Raw data =>
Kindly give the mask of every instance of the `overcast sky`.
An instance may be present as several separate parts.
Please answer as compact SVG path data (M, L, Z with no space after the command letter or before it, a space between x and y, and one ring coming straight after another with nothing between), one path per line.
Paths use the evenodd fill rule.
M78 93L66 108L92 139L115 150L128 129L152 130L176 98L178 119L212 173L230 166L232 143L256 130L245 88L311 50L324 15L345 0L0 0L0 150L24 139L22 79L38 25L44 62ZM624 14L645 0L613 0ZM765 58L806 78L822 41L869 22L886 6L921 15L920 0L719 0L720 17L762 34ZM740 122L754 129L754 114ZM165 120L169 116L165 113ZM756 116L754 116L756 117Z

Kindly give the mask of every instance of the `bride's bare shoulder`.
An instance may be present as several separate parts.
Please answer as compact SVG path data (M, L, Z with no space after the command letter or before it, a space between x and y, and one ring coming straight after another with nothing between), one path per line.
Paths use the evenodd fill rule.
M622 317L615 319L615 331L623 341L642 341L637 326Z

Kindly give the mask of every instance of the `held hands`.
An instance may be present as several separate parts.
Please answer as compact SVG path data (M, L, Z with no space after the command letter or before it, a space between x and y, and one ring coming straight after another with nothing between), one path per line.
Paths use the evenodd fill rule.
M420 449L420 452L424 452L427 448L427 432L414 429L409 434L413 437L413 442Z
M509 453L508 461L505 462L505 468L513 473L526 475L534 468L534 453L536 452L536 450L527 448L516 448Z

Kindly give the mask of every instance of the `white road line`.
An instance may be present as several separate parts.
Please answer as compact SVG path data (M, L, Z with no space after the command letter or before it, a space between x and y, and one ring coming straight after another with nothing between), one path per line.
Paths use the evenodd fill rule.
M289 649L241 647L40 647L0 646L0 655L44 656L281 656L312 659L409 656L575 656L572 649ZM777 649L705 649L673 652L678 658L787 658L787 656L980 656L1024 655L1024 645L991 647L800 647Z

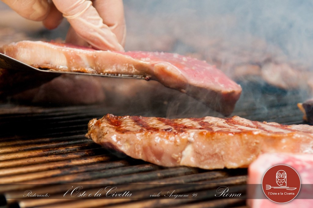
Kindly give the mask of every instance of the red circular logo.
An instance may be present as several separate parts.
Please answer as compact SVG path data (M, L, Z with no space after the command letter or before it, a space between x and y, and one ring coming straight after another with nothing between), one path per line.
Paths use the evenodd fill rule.
M269 199L278 203L285 203L294 199L299 193L300 186L298 173L285 165L270 168L262 180L264 194Z

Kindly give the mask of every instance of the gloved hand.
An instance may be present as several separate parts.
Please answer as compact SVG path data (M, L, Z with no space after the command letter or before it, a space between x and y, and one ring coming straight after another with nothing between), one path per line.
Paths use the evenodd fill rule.
M2 0L24 17L49 29L63 17L71 25L66 41L96 49L123 51L126 27L122 0Z

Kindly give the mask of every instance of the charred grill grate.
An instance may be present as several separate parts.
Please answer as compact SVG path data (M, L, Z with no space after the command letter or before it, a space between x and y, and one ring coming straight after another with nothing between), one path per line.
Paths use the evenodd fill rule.
M256 86L256 89L262 89ZM251 88L250 86L245 87ZM253 120L288 124L302 123L302 115L296 104L303 99L299 92L277 93L267 89L262 90L257 95L253 91L243 94L234 114ZM261 105L260 100L266 105ZM101 105L43 107L8 103L0 105L0 183L10 184L1 186L0 205L3 207L245 206L242 199L213 196L216 186L220 184L231 184L234 191L244 193L246 169L209 171L186 167L166 168L117 156L116 153L103 149L85 137L90 119L100 118L107 113L128 114L121 109ZM127 184L133 183L138 186L129 185L133 186L131 188L139 196L147 192L153 194L161 190L174 189L184 194L196 191L201 196L192 200L144 197L83 200L57 198L14 199L21 190L40 192L49 189L53 195L64 194L68 186L62 185L68 184L84 184L84 189L92 191L99 189L103 184L125 184L126 190ZM184 187L183 191L180 189L182 184L193 183L197 186Z

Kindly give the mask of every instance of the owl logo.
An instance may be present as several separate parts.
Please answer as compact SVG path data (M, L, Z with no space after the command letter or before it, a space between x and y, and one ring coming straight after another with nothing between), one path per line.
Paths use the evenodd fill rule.
M276 182L278 186L283 187L287 186L287 175L286 172L282 170L276 173Z

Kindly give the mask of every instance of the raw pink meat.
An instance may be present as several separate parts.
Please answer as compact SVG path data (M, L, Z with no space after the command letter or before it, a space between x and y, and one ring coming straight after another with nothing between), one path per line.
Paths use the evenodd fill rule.
M5 45L0 52L38 68L142 75L186 93L225 115L233 112L242 90L214 66L176 54L97 51L30 41Z

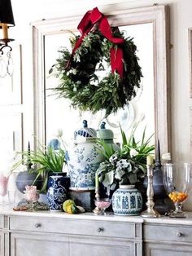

Exercise =>
Reproduce verbatim the stretch of records from the line containing "Kindly give the mask of every instance of the red" through the line containing "M2 0L24 17L49", including both of those lines.

Answer below =>
Kindly give the mask of every instance of the red circular logo.
An instance may be present as several separate parts.
Please answer as compact SVG path data (M, L, Z with no space after the command letter or before it, a space between x and y, and one ring coming straight after another with nothing between), one path per line.
Paths use the evenodd fill rule.
M269 199L278 203L285 203L294 199L299 193L300 186L298 173L285 165L270 168L262 180L264 194Z

Kindly give the mask of every instance of the gloved hand.
An instance may be present as several separate parts.
Please answer as compact SVG path data (M, L, Z with no space after the command letter or before it, a space between x and y, and one ring coming straight after another with nothing between), one path per line.
Paths use the evenodd fill rule.
M2 0L24 17L49 29L63 17L71 25L66 41L96 49L123 51L126 27L122 0Z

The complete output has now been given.